Items listed in a dataset
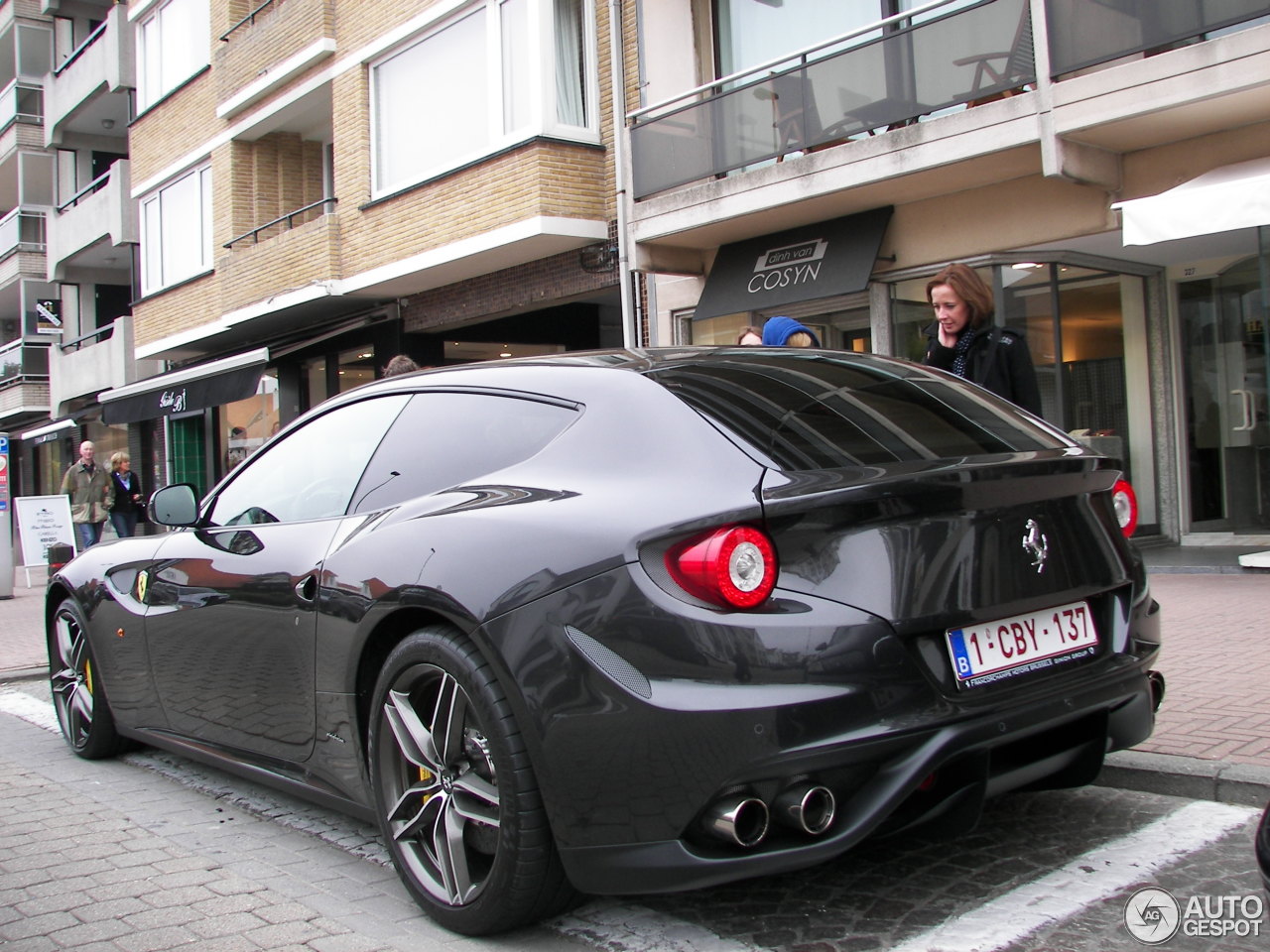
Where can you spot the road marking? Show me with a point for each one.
(30, 708)
(625, 928)
(1086, 880)
(1007, 919)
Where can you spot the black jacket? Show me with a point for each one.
(998, 361)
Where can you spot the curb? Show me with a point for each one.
(1176, 775)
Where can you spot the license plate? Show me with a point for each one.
(1003, 649)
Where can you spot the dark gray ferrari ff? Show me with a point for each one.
(629, 621)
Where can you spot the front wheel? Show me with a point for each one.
(79, 696)
(454, 793)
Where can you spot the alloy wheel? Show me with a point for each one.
(440, 784)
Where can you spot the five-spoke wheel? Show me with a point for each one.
(79, 698)
(456, 797)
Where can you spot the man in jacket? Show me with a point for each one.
(89, 488)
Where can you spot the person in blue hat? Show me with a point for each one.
(785, 331)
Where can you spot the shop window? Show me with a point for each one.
(189, 448)
(248, 424)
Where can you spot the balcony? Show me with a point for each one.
(87, 93)
(89, 227)
(91, 363)
(273, 45)
(23, 382)
(893, 79)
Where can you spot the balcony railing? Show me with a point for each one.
(22, 102)
(22, 231)
(23, 361)
(289, 220)
(249, 18)
(1089, 32)
(928, 61)
(79, 51)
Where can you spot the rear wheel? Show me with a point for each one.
(456, 796)
(79, 696)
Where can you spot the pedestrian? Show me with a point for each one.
(962, 339)
(785, 331)
(128, 500)
(89, 488)
(400, 365)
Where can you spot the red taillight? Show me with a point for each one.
(1125, 503)
(733, 566)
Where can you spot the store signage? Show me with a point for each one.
(826, 259)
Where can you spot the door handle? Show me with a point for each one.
(1248, 419)
(307, 588)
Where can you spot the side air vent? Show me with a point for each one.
(611, 664)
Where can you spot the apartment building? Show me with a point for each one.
(1103, 163)
(318, 185)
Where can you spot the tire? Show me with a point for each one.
(454, 794)
(79, 696)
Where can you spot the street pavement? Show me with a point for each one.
(90, 861)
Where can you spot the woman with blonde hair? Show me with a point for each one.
(965, 341)
(128, 502)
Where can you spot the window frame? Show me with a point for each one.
(539, 63)
(154, 257)
(157, 46)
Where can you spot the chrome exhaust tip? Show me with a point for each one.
(807, 807)
(738, 820)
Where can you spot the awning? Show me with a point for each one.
(1224, 199)
(815, 261)
(186, 390)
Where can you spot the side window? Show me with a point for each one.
(447, 439)
(309, 474)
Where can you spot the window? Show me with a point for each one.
(177, 231)
(173, 45)
(480, 81)
(447, 439)
(310, 472)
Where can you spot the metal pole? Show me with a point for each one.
(5, 522)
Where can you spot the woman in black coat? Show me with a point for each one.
(965, 341)
(128, 500)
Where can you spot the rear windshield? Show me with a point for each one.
(821, 412)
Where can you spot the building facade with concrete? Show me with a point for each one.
(824, 160)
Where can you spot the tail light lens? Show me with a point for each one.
(1125, 503)
(733, 566)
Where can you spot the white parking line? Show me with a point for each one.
(1002, 921)
(1086, 880)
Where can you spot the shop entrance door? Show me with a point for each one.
(1227, 413)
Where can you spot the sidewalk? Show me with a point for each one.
(1211, 738)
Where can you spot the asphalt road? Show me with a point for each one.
(154, 852)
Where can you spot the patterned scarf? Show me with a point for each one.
(962, 348)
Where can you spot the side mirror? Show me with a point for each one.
(175, 506)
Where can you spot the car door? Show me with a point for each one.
(231, 603)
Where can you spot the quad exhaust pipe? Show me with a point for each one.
(742, 820)
(807, 807)
(738, 820)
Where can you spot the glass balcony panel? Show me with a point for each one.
(1088, 32)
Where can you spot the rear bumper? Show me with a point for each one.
(1057, 743)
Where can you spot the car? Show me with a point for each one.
(629, 621)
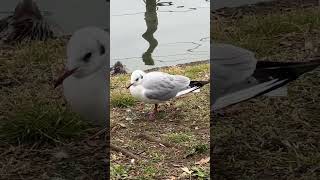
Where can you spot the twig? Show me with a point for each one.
(152, 139)
(97, 134)
(124, 151)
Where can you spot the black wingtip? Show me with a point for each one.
(198, 83)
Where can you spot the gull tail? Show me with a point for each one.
(194, 86)
(270, 77)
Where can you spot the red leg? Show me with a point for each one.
(152, 115)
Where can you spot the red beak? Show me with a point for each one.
(66, 74)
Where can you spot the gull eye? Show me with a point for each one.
(87, 56)
(102, 50)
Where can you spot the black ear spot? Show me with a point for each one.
(87, 56)
(102, 50)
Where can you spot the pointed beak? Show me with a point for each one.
(129, 85)
(66, 74)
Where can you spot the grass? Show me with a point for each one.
(41, 123)
(271, 137)
(177, 124)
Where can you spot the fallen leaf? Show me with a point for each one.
(122, 125)
(203, 161)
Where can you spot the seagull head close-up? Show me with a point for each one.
(87, 53)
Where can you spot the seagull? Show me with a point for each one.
(157, 87)
(238, 76)
(85, 79)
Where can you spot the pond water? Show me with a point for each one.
(69, 15)
(153, 33)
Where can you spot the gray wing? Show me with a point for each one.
(163, 86)
(232, 69)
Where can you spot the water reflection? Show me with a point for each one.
(162, 33)
(151, 19)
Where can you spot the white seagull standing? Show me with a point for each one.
(85, 80)
(157, 87)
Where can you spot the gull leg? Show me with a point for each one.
(152, 115)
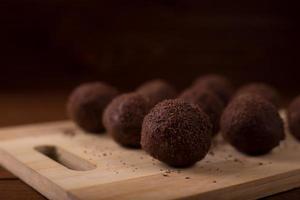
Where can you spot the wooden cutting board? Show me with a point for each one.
(62, 162)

- _Exercise directions_:
Write out the records above once more, word for word, with no pictures.

- _Result_:
Where can you spot the road marking? Show me with a point for each one.
(30, 708)
(625, 928)
(1086, 880)
(1007, 919)
Where can you spot the black jacket? Show me with a point for each one.
(998, 361)
Where can you spot the curb? Show me with a point for each one.
(1176, 775)
Where can you spot the license plate? Show me with a point for each one.
(1003, 649)
Where can you spot the dark gray ferrari ff? Show me with a point for each one.
(629, 621)
Where can you spot the front wheel? Show me with a point for each one.
(79, 696)
(454, 793)
Where can you spot the alloy wheel? Show me with a point for each one.
(440, 784)
Where can you spot the five-spoke wheel? Show me with a point for each one.
(79, 698)
(456, 797)
Where can you spot the man in jacket? Show me with a point for each one.
(89, 488)
Where can you spot the person in blue hat? Show me with a point for each one.
(785, 331)
Where can you spot the shop window? Show me with a point for each one.
(189, 448)
(248, 424)
Where can you spot the balcony? Show me with a point for each one.
(87, 93)
(89, 227)
(91, 363)
(273, 45)
(23, 382)
(893, 79)
Where can you spot the balcony railing? Show me with a point for each one.
(22, 102)
(22, 231)
(23, 361)
(289, 220)
(249, 18)
(1089, 32)
(928, 61)
(79, 51)
Where can you spot the rear wheel? Show me with a point for each one.
(456, 796)
(79, 696)
Where can you spot the pedestrian? Show me with a point for each one.
(962, 339)
(785, 331)
(128, 500)
(89, 488)
(400, 365)
Where can you spot the red taillight? Show me with a point for each one.
(1125, 503)
(733, 566)
Where can you spot the store signage? Show me with a point for each one.
(826, 259)
Where can you spot the door handle? Show me with a point for each one.
(1248, 419)
(307, 588)
Where can you spot the side air vent? Show me with a point for each one.
(611, 664)
Where can you spot the apartment building? Show me with a point for each one.
(1103, 163)
(318, 185)
Where can you spot the tire? Show me with a point for each one.
(454, 794)
(79, 696)
Where can you spot the street pavement? Show me with a point for each one.
(90, 861)
Where can you spot the woman with blonde hair? Show me with a point for each one.
(965, 341)
(128, 502)
Where can you spot the window frame? Show me with a point for each one.
(539, 63)
(154, 257)
(157, 46)
Where can you spot the chrome exhaust tip? Show me with a point for each one.
(807, 807)
(738, 820)
Where can you spot the awning? Show me with a point for each one.
(1224, 199)
(815, 261)
(186, 390)
Where can you spot the side window? Show me with a point for each one.
(447, 439)
(309, 474)
Where can you spot the window? Show me with a point for each one.
(177, 231)
(173, 45)
(480, 81)
(447, 439)
(310, 472)
Where can you spot the metal pole? Show me with a point for each one.
(5, 522)
Where can you spot the woman in black coat? Show me with a point for each one.
(965, 341)
(128, 500)
Where can you spot the rear windshield? Show me with a point for each one.
(821, 412)
Where can you spot the building facade with concrete? Show me with a point for each one.
(824, 160)
Where can you spot the tail light lens? Show me with a point for each one.
(1125, 503)
(733, 566)
Where can you spot the white parking line? Show me with a point for each one.
(1002, 921)
(1086, 880)
Where can you spot the shop entrance door? Show me with a point for each one.
(1227, 413)
Where can you spot the sidewalk? Show me with a point for each one.
(1211, 738)
Where can you spot the asphalt road? Show me with a point for each one.
(154, 852)
Where can you spot the patterned scarf? Show me with a point for each one.
(962, 348)
Where can you spot the side mirror? Show me with a point for each one.
(175, 506)
Where can you spot the car door? Show me with a point for each one.
(231, 603)
Where can you spot the quad exhaust pipe? Show me with a point for each one.
(742, 820)
(807, 807)
(738, 820)
Where can you spot the glass balcony panel? Show me with a point for each one.
(1088, 32)
Where can you spot the rear bumper? Show me with a point for each one.
(1057, 743)
Where can you spot the car? Show me with a point for each one.
(629, 621)
Where can you spot the twig? Show me with a point for each one.
(152, 139)
(97, 134)
(124, 151)
Where can you spot the black wingtip? Show me with a point for each one.
(198, 83)
Where can you spot the gull tail? Show me with a point for each one.
(194, 86)
(270, 77)
Where can you spot the red leg? Show me with a point for each one.
(152, 115)
Where can you spot the red beak? Show me with a point for each one.
(66, 74)
Where can you spot the gull eye? Show me with a point for each one.
(87, 56)
(102, 50)
Where can you spot the black ear spot? Show me with a point for each one.
(87, 56)
(102, 50)
Where can you spot the pointed beak? Show me with a point for each one.
(129, 85)
(66, 74)
Where can you spot the grass? Show me with a point for each one.
(41, 123)
(271, 137)
(177, 124)
Where can you spot the fallen leaf? Show me with a point for each one.
(122, 125)
(203, 161)
Where can you spot the seagull head close-up? Show me with a point for each one.
(87, 53)
Where can you spot the seagull? Show me with a point for each one.
(157, 87)
(238, 76)
(85, 79)
Where can you spot the pond water? Show me with a point for each one.
(69, 15)
(153, 33)
Where can you spot the gray wing? Show me with a point for each one.
(163, 86)
(232, 69)
Where can you spot the water reflection? Show me with a point for each one.
(162, 33)
(151, 19)
Where can you spot the white seagull standing? Show me with a point for each one.
(85, 80)
(157, 87)
Where can you spot the gull leg? Show me with a point for each one.
(152, 115)
Where can you spot the wooden cutting board? Show me with a point for each one.
(62, 162)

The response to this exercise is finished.